Material for the task:
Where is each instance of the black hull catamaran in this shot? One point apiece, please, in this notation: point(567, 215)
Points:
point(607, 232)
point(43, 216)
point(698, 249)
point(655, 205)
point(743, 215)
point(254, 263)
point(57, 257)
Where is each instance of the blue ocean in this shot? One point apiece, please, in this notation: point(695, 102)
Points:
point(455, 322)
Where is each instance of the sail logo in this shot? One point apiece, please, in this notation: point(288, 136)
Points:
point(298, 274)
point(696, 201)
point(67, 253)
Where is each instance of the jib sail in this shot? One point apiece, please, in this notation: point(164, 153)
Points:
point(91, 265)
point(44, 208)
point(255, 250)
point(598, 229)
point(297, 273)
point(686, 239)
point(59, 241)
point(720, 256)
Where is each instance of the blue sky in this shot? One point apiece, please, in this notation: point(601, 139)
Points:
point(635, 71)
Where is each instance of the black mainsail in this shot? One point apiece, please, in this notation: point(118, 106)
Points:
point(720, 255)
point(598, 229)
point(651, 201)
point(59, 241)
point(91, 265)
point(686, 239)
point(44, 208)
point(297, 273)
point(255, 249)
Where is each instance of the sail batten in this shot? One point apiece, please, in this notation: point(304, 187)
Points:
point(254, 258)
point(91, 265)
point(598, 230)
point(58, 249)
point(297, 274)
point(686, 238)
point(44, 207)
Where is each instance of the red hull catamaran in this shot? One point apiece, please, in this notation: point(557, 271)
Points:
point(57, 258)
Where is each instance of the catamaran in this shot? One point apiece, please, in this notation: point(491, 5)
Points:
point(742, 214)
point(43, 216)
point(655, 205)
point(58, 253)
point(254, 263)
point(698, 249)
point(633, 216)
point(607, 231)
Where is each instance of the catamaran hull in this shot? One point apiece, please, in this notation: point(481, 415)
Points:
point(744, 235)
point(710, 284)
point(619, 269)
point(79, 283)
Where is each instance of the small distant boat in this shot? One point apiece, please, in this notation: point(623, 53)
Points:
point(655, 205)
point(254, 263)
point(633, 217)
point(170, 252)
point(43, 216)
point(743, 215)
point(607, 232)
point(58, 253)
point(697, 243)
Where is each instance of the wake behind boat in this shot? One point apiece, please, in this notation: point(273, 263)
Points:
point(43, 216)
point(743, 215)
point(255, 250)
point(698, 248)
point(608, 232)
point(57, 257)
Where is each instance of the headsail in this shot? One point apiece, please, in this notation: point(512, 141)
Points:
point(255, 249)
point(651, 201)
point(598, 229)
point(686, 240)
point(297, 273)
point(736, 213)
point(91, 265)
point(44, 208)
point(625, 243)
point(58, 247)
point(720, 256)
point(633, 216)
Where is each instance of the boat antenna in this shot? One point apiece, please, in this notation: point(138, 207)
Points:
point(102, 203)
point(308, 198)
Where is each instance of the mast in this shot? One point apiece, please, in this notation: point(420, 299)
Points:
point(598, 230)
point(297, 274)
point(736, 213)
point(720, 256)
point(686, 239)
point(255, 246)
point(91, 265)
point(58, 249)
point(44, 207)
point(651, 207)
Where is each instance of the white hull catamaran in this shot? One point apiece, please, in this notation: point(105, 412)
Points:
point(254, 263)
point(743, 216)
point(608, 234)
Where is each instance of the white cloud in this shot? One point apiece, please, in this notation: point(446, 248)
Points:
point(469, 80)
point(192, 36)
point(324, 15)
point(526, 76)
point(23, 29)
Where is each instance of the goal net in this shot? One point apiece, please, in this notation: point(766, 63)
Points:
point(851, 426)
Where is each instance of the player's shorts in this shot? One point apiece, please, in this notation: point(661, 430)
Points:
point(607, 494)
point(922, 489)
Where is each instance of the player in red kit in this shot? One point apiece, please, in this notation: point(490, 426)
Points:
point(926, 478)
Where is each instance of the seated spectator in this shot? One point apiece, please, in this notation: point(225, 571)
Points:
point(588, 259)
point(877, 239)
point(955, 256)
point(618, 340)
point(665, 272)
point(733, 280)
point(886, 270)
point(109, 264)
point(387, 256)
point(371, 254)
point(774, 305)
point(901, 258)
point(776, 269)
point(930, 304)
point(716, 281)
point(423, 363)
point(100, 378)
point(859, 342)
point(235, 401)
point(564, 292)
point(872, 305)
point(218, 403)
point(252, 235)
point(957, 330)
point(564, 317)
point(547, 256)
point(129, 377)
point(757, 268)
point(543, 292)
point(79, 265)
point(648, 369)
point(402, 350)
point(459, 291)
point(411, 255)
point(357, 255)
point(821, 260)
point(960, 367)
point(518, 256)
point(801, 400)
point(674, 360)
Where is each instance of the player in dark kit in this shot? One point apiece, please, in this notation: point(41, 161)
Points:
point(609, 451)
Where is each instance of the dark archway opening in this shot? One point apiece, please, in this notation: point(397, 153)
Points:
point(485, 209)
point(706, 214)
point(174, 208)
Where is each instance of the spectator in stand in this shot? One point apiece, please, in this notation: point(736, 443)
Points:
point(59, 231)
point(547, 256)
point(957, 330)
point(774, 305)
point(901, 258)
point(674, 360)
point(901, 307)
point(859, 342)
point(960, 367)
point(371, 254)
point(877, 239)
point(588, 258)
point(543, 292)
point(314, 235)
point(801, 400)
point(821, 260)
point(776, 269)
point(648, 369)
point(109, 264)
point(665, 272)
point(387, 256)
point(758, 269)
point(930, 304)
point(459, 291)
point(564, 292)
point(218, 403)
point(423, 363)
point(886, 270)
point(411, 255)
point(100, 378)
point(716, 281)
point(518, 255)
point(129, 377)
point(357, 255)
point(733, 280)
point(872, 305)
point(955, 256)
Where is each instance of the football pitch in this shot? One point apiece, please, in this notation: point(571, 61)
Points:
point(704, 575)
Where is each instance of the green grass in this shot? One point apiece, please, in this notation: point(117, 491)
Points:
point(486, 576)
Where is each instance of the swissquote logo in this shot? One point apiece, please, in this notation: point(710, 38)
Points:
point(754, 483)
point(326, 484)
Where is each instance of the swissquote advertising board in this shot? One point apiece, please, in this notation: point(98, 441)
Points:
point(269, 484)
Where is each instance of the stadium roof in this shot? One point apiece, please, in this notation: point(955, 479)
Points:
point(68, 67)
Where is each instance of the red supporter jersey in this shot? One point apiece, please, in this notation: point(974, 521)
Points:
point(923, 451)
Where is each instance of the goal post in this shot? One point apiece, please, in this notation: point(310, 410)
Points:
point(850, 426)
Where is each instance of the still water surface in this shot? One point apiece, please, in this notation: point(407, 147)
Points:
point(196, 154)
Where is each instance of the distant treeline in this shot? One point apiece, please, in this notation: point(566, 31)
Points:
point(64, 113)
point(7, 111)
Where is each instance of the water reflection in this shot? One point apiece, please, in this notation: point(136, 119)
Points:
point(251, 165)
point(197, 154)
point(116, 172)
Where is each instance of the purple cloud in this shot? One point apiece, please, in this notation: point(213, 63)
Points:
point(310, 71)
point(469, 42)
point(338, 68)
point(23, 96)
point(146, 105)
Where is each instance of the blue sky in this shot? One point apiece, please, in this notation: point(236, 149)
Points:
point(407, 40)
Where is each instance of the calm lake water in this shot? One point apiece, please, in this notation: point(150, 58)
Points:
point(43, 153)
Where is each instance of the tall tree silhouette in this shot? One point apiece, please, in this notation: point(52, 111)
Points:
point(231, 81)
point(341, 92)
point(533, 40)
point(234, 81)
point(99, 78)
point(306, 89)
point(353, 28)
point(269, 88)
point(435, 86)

Job: Everything from the line containing "Where is each instance of the red supporter" through the final line of the listing, inclusive, must be reproduced exactly; leave out the rest.

Solution:
Where is each instance of the red supporter jersey in this shot? One point apiece, please, in this notation: point(974, 521)
Points:
point(923, 451)
Where is each instance of the goal post in this shot? One point apiece, please, in this notation: point(310, 410)
Points:
point(850, 426)
Where is each instance of the still water surface in this shot? One point apiece, please, in this notation: point(407, 147)
Points:
point(196, 154)
Where is each instance of the distant treeline in this shot? One point apiece, please, in this notation: point(566, 31)
Points:
point(64, 113)
point(7, 111)
Where is each instance of the water reflection in this shot? One point apiece, please, in this notation: point(136, 119)
Points:
point(251, 165)
point(197, 154)
point(116, 172)
Where is each instance of the purple cloud in this shot? One point apiece, please, in this notation: point(213, 63)
Points:
point(310, 71)
point(469, 42)
point(338, 68)
point(23, 96)
point(146, 105)
Where is each instance of the blue sky in this shot? One point apiece, please, in this notation: point(236, 149)
Points:
point(407, 40)
Where is each instance of the calm lake water in this shot? One point apiece, please, in this notation: point(150, 58)
Points:
point(43, 153)
Where is each instance of the tall tree silhouette in this shot? One point apiece, please, in this notation: point(52, 111)
Points:
point(231, 81)
point(341, 92)
point(533, 40)
point(234, 81)
point(99, 78)
point(306, 89)
point(353, 28)
point(269, 88)
point(435, 86)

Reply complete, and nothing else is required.